§ **Problem**
Write out all of the entries, matching the original exactly.

§ **Provided entries**

● ● ● ● ● ● ●

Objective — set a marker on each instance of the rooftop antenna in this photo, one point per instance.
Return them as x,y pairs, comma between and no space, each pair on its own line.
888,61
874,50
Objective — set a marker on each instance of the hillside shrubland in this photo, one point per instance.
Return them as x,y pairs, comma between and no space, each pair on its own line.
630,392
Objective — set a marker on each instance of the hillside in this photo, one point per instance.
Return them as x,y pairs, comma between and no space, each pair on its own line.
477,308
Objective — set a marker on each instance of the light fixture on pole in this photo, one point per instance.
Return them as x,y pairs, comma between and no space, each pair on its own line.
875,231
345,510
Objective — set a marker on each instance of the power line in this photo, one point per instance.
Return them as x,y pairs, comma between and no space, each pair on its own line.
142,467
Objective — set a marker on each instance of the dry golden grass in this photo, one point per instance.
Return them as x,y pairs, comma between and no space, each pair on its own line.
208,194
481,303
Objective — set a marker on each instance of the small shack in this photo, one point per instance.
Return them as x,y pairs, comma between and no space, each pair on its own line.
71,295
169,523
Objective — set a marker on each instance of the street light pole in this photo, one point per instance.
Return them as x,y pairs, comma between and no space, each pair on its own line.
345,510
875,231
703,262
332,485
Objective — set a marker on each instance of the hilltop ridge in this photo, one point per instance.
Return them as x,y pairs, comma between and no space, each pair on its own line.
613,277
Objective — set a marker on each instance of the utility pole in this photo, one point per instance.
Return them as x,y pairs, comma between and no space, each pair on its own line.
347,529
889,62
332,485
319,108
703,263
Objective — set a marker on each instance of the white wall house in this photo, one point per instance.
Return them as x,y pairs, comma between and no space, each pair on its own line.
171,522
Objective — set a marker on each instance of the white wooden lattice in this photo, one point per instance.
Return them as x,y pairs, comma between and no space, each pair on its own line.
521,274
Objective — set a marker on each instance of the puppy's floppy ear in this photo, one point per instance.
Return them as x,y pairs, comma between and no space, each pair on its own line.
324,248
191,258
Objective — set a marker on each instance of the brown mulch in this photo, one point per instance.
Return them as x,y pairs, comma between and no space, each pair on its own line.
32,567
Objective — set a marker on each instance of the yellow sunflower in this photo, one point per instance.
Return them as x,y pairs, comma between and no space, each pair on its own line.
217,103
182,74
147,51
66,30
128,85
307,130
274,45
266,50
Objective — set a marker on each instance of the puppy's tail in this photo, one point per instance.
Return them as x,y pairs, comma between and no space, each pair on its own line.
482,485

● ● ● ● ● ● ●

§ **Task solution**
Objective — set a marker on each instance of the rooftop antenna in this photo, one point per instance.
Return them as x,y pairs, comma between and no space, each pair on its own line.
888,61
874,50
Objective — set a marker on each instance of the hillside shrubland in this photo, one point per instance.
Return them as x,y pairs, comma between and no space, each pair on its own line.
630,392
Objective — set a marker on each instance of the hillside in this photo, one point per instance.
Return them as x,y pairs, comma between and no space, each pair on its own line.
477,308
Objective — set a marker on each instance of the light fixture on pole in this photo, one point per instance.
Return them as x,y pairs, comma between and no space, each pair on its own line.
875,231
345,510
Objective — set a marker on each instance of the power line in this photo, one point per instance.
Return them as x,y pairs, comma between and no space, each pair on its own line.
142,467
Objective — set a marker on each instance of the dry golden grass in this photo, one point per instance.
Return them as x,y pairs, comma between and no space, each pair on its own line.
208,194
481,303
Objective — set a marker on each instance of the small shack in this photo, one point per instance.
Return them as x,y pairs, comma between and no space, each pair on its own line.
71,295
169,523
Objective — set a marker on each instance of the street light pole in this photo, one point per instance.
Return them as x,y pairs, comma between and no space, each pair on its own line.
345,510
875,231
703,262
332,485
Objective — set a marker on each instance of the hilltop ridge in this photo, one point per instance.
Return them as x,y pairs, comma between and no space, each pair on its own line.
613,277
Objective — set a marker on each instance of the utility pole in this photo, one point per instance.
Return them as x,y pairs, comma between and no space, each pair on its own line.
347,529
889,62
332,485
319,108
703,263
Objective — set a marker on each instance of the white wall house in this photo, one point per instance.
Return them as x,y pairs, comma between and no space, each pair on its own line.
171,522
Objective — set a marker on each instance of the white wooden lattice in this photo, one point per instance.
Return them as x,y pairs, comma between and no space, each pair on its own line.
521,274
Objective — set a marker on each instance of the puppy's floppy ear in this photo, one point per instance.
Return them as x,y pairs, comma between and no space, each pair on its own line.
324,248
191,258
Objective — set a marker on each instance of the brown mulch in this photo, one point per instance.
Return them as x,y pairs, comma between and no space, each pair on its own line.
32,567
Objective — set a marker on each instance of the yellow sunflower in this photo, one point per instance.
Return them as x,y pairs, comma between and no space, each pair on its own line.
217,103
182,74
147,51
66,30
128,85
307,130
274,45
266,50
Objective — set a marker on each instance of the puppy's tail in this photo, one point per instance.
Return them as x,y pairs, comma between and no space, each pair on its own line.
482,485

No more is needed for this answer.